[Data extracted from a collection]
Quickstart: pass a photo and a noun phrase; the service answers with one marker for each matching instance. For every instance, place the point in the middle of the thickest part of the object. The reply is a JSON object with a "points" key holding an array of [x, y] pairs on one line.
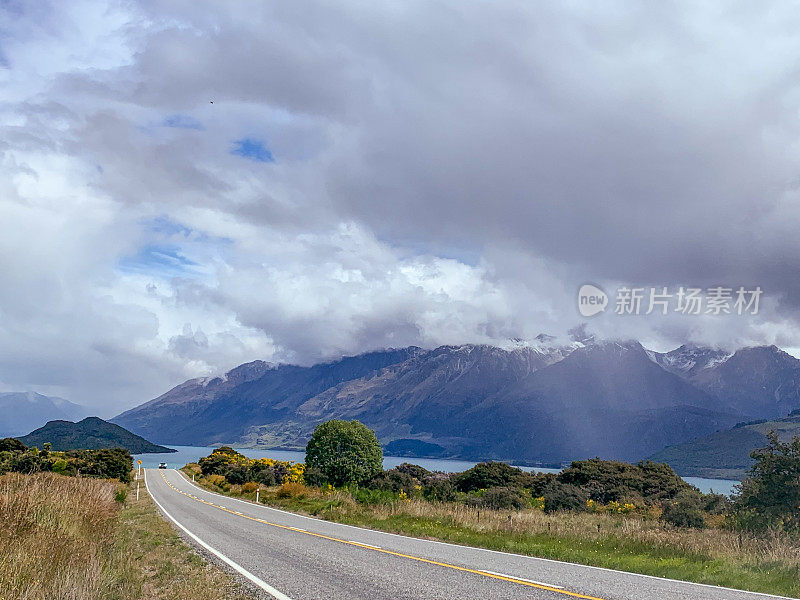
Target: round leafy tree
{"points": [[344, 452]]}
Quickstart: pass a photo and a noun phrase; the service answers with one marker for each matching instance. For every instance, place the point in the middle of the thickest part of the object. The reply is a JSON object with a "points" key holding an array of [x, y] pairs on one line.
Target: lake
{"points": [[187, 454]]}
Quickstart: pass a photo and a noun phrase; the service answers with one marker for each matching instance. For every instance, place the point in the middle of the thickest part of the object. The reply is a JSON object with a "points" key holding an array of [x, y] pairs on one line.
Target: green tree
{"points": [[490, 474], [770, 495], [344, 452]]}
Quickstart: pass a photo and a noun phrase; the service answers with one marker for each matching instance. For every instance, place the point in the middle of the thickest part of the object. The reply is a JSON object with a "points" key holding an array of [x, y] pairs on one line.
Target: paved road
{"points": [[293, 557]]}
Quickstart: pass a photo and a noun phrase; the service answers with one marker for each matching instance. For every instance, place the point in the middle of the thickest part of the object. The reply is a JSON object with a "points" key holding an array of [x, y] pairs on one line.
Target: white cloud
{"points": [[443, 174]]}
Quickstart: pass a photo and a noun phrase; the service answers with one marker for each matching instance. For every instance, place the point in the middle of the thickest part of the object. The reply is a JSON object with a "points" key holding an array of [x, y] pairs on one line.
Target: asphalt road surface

**Problem statement:** Repeat, exactly and in full, every entry in the data, but not the pictures.

**Answer to this task:**
Quickstart: pass a photo and a noun phrase; the service answers with one marker for each matching instance. For every instance, place the point in the middle of the thickest part of the object. The reply is a JSON object with a "points" key holding an array of [x, y] pairs on one line.
Target: round leafy tree
{"points": [[344, 452]]}
Quickstart: pass a photo and a noun phrase; the service answers with one marker for each matching instance. For every instance, place the point in the middle of the thickest part of the object. The reply is a JSON object with a "points" key holding an array of [x, y] pairs on one line.
Target: lake
{"points": [[187, 454]]}
Quickstart: pass a photo and a noun phrase; the service answers with one marker for each matching instance. For every instance, place the point in the middle of the thickest part of the object. The reply is a JSON object with a "points" key holding an array of [x, y] pairs on one line.
Target: green tree
{"points": [[490, 474], [770, 495], [344, 452]]}
Quickstart: pass a photo and a noun phrase; the service answers with one marker for each matching instance. For every instance, place the point in the middle of the thickest part of the object. The reply is a JSON object with a "points" key holding an array of [x, y] pairs on one line.
Target: paved road
{"points": [[293, 557]]}
Quickstart: pass a photo and a noun phrase; the service answers with one marker for each matching instance. For every instance, place the point in the middle of the thickest part of the object. The reply is a JSON object with a "points" key holding an array of [x, y] pairs on one line.
Target: white cloud
{"points": [[443, 174]]}
Quickstart: pass a photo and a noun phrase; the service answers with one marker for each matching instance. For every instance, place the point in the middle of the thickest part of the object. The reply is a JSON object with a "points" key holding an array of [x, y] pairs on one line.
Target: asphalt road surface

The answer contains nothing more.